What is asked:
Copy every record below exactly as written, but leave out the pictures.

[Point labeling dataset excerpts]
┌──

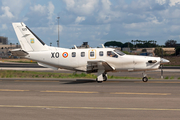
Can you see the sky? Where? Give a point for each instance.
(93, 21)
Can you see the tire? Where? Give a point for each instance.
(144, 79)
(104, 77)
(98, 81)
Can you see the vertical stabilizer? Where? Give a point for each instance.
(28, 40)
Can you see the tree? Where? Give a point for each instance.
(127, 44)
(158, 51)
(170, 43)
(178, 51)
(113, 43)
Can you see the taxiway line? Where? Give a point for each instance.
(10, 90)
(69, 91)
(90, 108)
(129, 93)
(85, 92)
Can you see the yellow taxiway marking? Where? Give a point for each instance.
(90, 108)
(129, 93)
(10, 90)
(156, 82)
(68, 91)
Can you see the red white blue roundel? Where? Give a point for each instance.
(65, 54)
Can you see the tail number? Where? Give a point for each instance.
(24, 29)
(54, 54)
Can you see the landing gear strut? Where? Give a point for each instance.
(101, 76)
(144, 79)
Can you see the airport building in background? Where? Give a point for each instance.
(5, 48)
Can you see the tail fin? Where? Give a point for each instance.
(28, 40)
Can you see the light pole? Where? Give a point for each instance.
(58, 31)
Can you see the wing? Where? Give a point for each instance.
(19, 52)
(94, 66)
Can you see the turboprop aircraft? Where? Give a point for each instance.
(90, 60)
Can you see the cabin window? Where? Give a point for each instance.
(82, 54)
(73, 54)
(92, 54)
(100, 53)
(119, 52)
(111, 54)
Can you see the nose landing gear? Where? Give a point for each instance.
(144, 79)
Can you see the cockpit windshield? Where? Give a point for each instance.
(119, 52)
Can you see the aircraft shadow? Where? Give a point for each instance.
(81, 81)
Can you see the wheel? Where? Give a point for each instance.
(104, 77)
(144, 79)
(98, 81)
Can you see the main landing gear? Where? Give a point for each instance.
(144, 79)
(101, 76)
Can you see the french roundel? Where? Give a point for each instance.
(65, 54)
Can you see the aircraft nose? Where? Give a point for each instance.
(163, 61)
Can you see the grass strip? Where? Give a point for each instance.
(34, 74)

└──

Reply to the exercise:
Can you see the sky? Where? Give a point for each instance.
(93, 21)
Can you see the tire? Where? Give a point for each instance.
(144, 79)
(104, 77)
(98, 81)
Can you see the vertical stabilizer? Where? Give a point for each instance.
(28, 40)
Can you see the tree? Where? Give a point for each instance.
(127, 44)
(158, 51)
(170, 43)
(178, 51)
(113, 43)
Can you see the taxiway line? Where? Give a point for each instance.
(10, 90)
(69, 91)
(90, 108)
(129, 93)
(85, 92)
Can you see the yellow taxiway marking? Where? Give a point for each instance.
(90, 108)
(129, 93)
(10, 90)
(156, 82)
(68, 91)
Can you see the red white blue roundel? Where? Give a point for each instance.
(65, 54)
Can you see the tail number? Where? Give a point for each instance.
(24, 29)
(54, 54)
Can you see the landing gear strut? Where? Give a point for each instance.
(101, 76)
(144, 79)
Can you see the airport building in background? Where? Give a point for each instance.
(5, 48)
Can you see the tail fin? Where? Give a point for each instance.
(28, 40)
Can you see the light pole? Where? Give a point for each instance.
(58, 31)
Can you see the wing? Where? Give a point for each instance.
(19, 52)
(94, 66)
Can you see the turboprop aircraft? Where? Give a point for each instance.
(90, 60)
Can you see the cabin window? Where? Give a point for each instance.
(82, 54)
(73, 54)
(92, 54)
(100, 53)
(119, 52)
(111, 54)
Can you see the nose landing gear? Where? Give a point for each instance.
(144, 79)
Can you see the cockpit windshield? Where? Give a point for each instance.
(119, 52)
Can you see the aircraft shadow? Where? Give a point for each instance.
(81, 81)
Can you see the wheel? Where? Give a point for each instance.
(104, 77)
(144, 79)
(98, 81)
Can you see the main landing gear? Where? Give a point for each instance.
(144, 79)
(101, 76)
Can you see the french roundel? Where? Give a point for each instance.
(65, 54)
Can you see the aircraft nose? Where? Give a point for each instance.
(163, 61)
Can you see the grass strip? Where? Give a point for each instance.
(34, 74)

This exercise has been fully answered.